◆ Text section
The Showy Lady’s-slipper (Cypripedium reginae) is a rare flower. It is a type of orchid found in Northern North America. It is a beautiful flower and has vanished from many places. I saw one earlier this summer on the Eastern Trail and was educated on it by the specialists I was walking with. He told me even though he wished he could move the flower to a safer area away from the threat of trail walkers, it was impossible. To transplant this flower from it’s original location would almost surely mean death. It is very difficult to grow this plant naturally and they have become even more rare as the time goes on. So there it sat on the side of the trail. Waiting. Surviving another day.
It was a cold and icy night in Portland, Maine. There were very few cars on the road with even fewer people. Those venturing out were bundled up, shuffling along quickly from warmth to warmth.
A young man and young woman were not rushing on this night. In fact, they took their time talking about all matter of terrestrial and extraterrestrial. From suns to stars to fungi to cars, they chatted as they walked along. Both seemed oblivious to the cold snapping at their faces.

(Saved entries)

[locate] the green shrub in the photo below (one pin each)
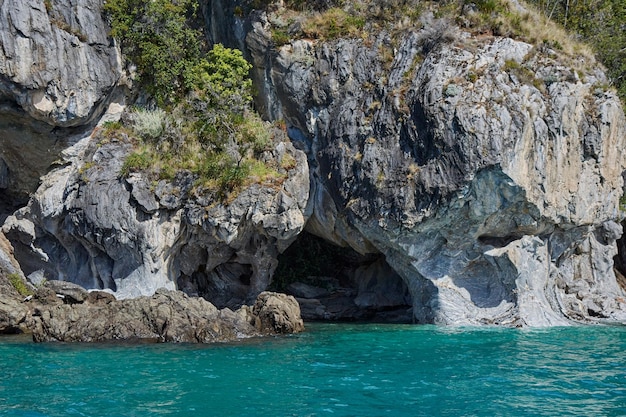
(20, 286)
(210, 127)
(148, 124)
(137, 161)
(161, 38)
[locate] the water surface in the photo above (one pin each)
(330, 370)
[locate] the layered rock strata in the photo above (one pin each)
(67, 313)
(89, 225)
(486, 170)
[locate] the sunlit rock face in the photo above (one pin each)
(493, 193)
(485, 171)
(58, 70)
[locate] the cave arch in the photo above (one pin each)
(334, 283)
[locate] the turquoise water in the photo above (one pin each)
(331, 370)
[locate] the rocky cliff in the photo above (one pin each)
(485, 171)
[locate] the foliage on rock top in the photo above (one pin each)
(209, 127)
(600, 23)
(364, 19)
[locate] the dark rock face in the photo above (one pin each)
(13, 312)
(166, 316)
(493, 197)
(105, 232)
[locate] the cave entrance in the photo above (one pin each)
(619, 261)
(333, 283)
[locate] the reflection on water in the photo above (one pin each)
(338, 369)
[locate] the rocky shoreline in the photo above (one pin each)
(65, 312)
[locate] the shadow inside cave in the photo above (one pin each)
(334, 283)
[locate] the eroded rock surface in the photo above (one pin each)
(484, 169)
(166, 316)
(88, 225)
(58, 72)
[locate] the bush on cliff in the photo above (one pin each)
(600, 23)
(209, 127)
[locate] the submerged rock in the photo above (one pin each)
(166, 316)
(484, 168)
(485, 171)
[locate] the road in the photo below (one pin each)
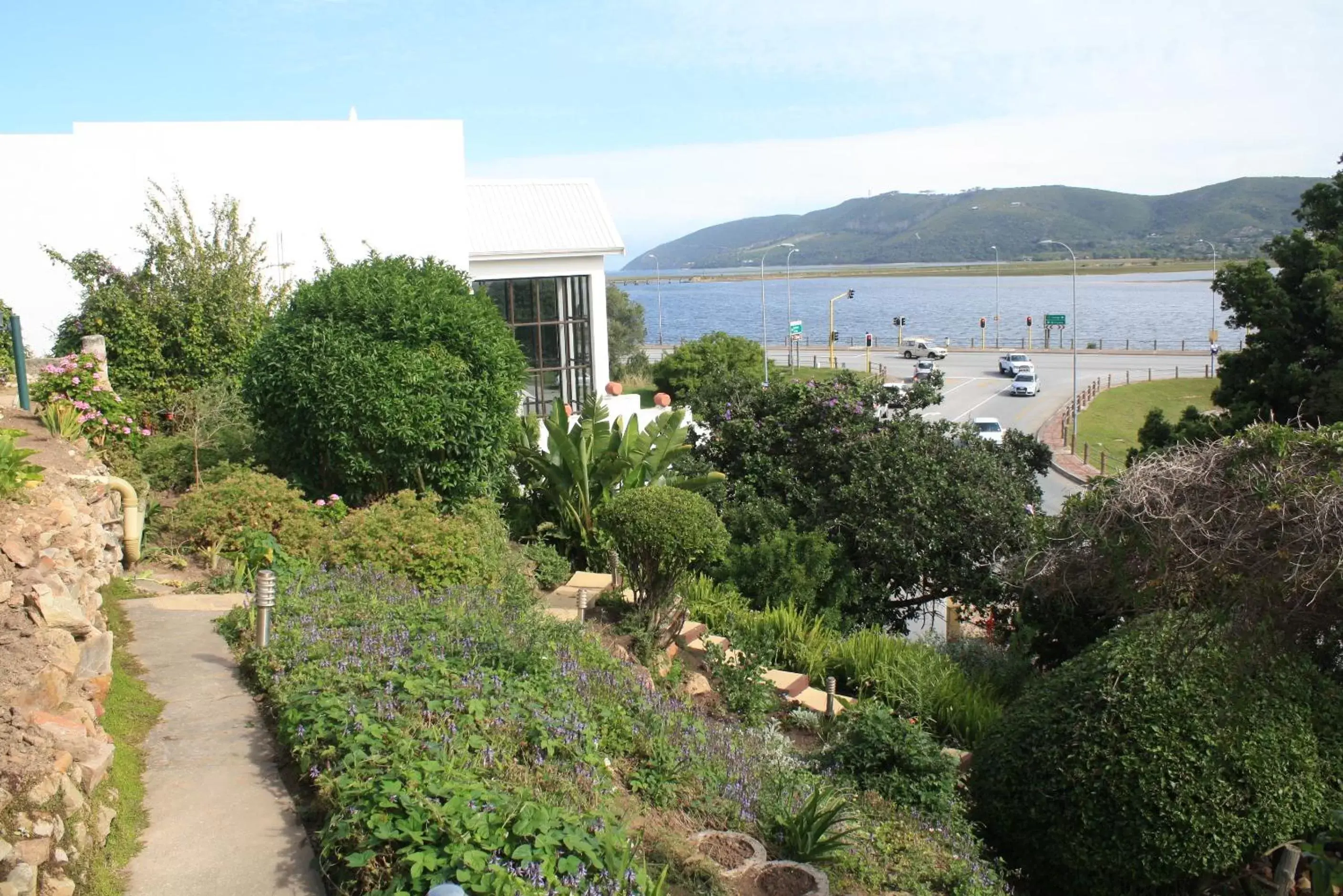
(975, 389)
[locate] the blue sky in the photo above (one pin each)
(691, 112)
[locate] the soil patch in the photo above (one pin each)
(785, 882)
(726, 852)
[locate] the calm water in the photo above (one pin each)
(1167, 307)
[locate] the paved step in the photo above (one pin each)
(790, 683)
(814, 699)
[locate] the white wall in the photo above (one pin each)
(399, 186)
(591, 267)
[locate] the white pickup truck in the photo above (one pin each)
(1014, 364)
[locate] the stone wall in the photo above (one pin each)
(58, 547)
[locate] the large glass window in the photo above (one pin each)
(550, 320)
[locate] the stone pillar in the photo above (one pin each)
(97, 346)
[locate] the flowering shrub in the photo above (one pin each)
(74, 381)
(452, 735)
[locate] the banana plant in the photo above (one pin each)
(586, 463)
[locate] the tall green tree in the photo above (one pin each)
(386, 375)
(1292, 363)
(626, 334)
(188, 313)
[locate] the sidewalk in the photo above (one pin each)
(221, 820)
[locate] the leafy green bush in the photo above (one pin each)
(552, 570)
(662, 535)
(15, 471)
(384, 375)
(214, 515)
(412, 536)
(895, 757)
(708, 362)
(1162, 754)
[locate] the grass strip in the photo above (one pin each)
(131, 714)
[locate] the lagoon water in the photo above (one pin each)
(1166, 307)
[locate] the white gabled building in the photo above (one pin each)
(398, 187)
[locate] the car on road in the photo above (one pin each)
(922, 347)
(989, 429)
(1026, 383)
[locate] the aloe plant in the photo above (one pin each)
(586, 463)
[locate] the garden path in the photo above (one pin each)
(221, 820)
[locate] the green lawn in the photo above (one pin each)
(1113, 421)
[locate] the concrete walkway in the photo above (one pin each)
(221, 820)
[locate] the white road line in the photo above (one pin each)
(981, 405)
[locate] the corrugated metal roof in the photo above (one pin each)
(539, 218)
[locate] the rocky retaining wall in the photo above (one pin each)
(58, 546)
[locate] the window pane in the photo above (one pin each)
(527, 339)
(551, 346)
(524, 301)
(550, 292)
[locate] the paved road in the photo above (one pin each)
(975, 387)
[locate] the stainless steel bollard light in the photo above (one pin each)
(265, 604)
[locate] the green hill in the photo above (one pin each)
(1237, 216)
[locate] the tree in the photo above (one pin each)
(715, 360)
(1292, 363)
(918, 511)
(190, 313)
(626, 334)
(1248, 528)
(585, 464)
(386, 375)
(662, 535)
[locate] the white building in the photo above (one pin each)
(398, 187)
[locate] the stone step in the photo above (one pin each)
(692, 630)
(814, 699)
(789, 683)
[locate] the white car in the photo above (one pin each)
(989, 429)
(1026, 383)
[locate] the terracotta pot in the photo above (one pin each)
(733, 852)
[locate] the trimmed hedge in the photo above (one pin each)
(1162, 754)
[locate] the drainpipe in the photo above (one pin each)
(132, 522)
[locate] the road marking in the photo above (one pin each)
(981, 405)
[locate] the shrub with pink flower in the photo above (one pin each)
(103, 413)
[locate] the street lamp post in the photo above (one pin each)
(657, 267)
(764, 327)
(1075, 330)
(1213, 330)
(997, 305)
(787, 280)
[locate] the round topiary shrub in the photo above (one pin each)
(1159, 755)
(410, 536)
(233, 499)
(384, 375)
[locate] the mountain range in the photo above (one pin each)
(1237, 216)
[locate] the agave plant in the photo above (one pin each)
(588, 461)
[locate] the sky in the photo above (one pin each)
(691, 113)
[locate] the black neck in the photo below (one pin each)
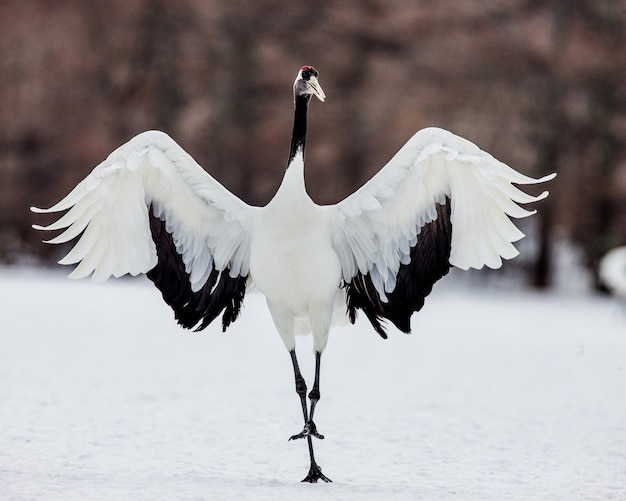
(298, 137)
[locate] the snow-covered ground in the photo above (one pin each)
(498, 394)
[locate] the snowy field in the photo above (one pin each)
(496, 395)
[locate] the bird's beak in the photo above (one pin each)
(316, 88)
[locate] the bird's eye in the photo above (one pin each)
(308, 71)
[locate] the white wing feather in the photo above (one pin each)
(110, 208)
(381, 220)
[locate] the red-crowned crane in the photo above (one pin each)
(150, 208)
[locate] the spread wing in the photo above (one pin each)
(150, 208)
(439, 202)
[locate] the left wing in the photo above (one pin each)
(439, 202)
(150, 208)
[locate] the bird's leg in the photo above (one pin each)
(315, 472)
(309, 426)
(300, 388)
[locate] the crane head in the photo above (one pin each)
(306, 83)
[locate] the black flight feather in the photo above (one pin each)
(430, 261)
(220, 293)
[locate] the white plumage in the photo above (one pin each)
(311, 261)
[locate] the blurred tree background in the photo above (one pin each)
(541, 84)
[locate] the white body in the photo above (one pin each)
(295, 251)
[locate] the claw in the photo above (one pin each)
(315, 474)
(309, 430)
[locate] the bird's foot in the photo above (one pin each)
(309, 430)
(315, 474)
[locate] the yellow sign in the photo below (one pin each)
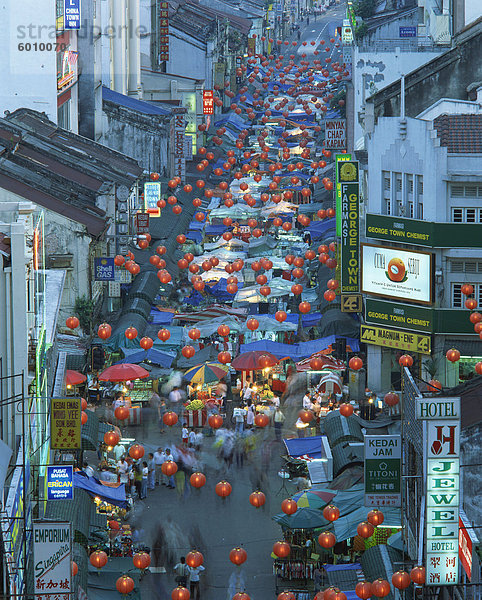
(351, 303)
(392, 338)
(65, 423)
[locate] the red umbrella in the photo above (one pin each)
(254, 360)
(123, 372)
(74, 377)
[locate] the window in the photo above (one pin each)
(458, 299)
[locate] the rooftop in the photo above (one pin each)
(460, 133)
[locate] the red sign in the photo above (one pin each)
(465, 548)
(208, 102)
(141, 221)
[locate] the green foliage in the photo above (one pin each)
(84, 308)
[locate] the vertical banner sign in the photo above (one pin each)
(350, 226)
(163, 31)
(339, 158)
(383, 468)
(443, 475)
(52, 553)
(65, 423)
(152, 194)
(179, 156)
(208, 102)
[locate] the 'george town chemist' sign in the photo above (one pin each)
(443, 469)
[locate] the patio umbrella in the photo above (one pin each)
(304, 518)
(123, 372)
(313, 498)
(206, 373)
(74, 377)
(250, 361)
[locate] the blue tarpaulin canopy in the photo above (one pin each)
(297, 351)
(93, 487)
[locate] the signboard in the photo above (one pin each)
(104, 269)
(443, 479)
(52, 553)
(335, 133)
(339, 158)
(163, 31)
(71, 14)
(141, 222)
(407, 31)
(397, 273)
(423, 233)
(60, 482)
(393, 338)
(383, 468)
(65, 424)
(350, 238)
(152, 194)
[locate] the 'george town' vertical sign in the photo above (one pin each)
(443, 475)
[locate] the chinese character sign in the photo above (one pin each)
(52, 551)
(65, 423)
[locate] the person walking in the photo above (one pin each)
(194, 581)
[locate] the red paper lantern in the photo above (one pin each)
(111, 438)
(72, 322)
(453, 355)
(391, 399)
(355, 363)
(417, 575)
(331, 512)
(104, 331)
(289, 506)
(365, 529)
(170, 418)
(257, 499)
(136, 451)
(223, 489)
(194, 559)
(261, 420)
(169, 468)
(238, 556)
(401, 580)
(141, 560)
(327, 539)
(98, 559)
(405, 360)
(121, 413)
(180, 593)
(380, 588)
(375, 517)
(197, 480)
(346, 409)
(281, 549)
(363, 590)
(215, 421)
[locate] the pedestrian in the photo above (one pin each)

◆ Explore the material
(1) Can you condense the paragraph beginning "The Showy Lady's-slipper" in the text on the Showy Lady's-slipper and a Portland night into a short bulleted list of its main facts?
(2) Could you give again the part of the text on the Showy Lady's-slipper and a Portland night starting at "A young man" and ending at "at their faces."?
(3) Will you proceed with the text on the Showy Lady's-slipper and a Portland night, picking up after its final sentence?
These entries are separate material, apart from the text.

◆ Exercise responses
(1)
- The Showy Lady's-slipper (Cypripedium reginae) is a rare orchid of northern North America.
- It is a beautiful flower that has vanished from many places.
- The writer saw one earlier this summer on the Eastern Trail while walking with specialists.
- It could not be moved away from trail walkers, because transplanting it would almost surely kill it.
- The plant is very hard to grow naturally and keeps getting rarer.
- So it remains by the trail, surviving one more day.

(2)
A young man and young woman were not rushing on this night. In fact, they took their time talking about all matter of terrestrial and extraterrestrial. From suns to stars to fungi to cars, they chatted as they walked along. Both seemed oblivious to the cold snapping at their faces.

(3)
They were walking down the street when the girl felt a chill. This chill was not from an elemental force, but from a connection much more intimate. From out of the shadows came a shape lumbering down the street towards the pair. Although it looked like a man, it was in fact the monster from her childhood. This creature had the wind at its back and seemed to gain power from wicked winds snapping at the tree branches above.
But the boy did not notice.
Instead he talked about a very common plant which grew tall behind a historic house they were passing. The boy looked to the right as the creature passed on the left. The monster looked straight at her unmasked face, but did not seem to recognize her.
The monster under the bed had forgotten her.
The girl stood between the two forces and once her monster had vanished, it was as if it had never happened. She asked the boy if he had seen the man, but the sidewalk was empty by the time they turned around.
They walked back chatting about genetically engineered foods and robots while still never feeling the cold. She told the boy about the monster when they reached warmth and as he reached for his tea asked if she was alright.
A few months ago she was not alright. Back then, it was only the help of her friends and furry companion which gave the girl strength to be herself. Now though, she had grown. She had remembered who she was and the power she had.
“I’m fine,” said the girl before heading for home on the icy sidewalks. Taking care with each step, she made her trek along the ghostly streets with only the sound of forthcoming snowplows to keep her company.
She entered her home, knowing her monster was only a few city blocks away and turned on the over. She began to cook dinner and then sat down at her computer. She thought of her friend and wondered if it was all just a dream, a figment on this winter night.
But men are real and monsters are real.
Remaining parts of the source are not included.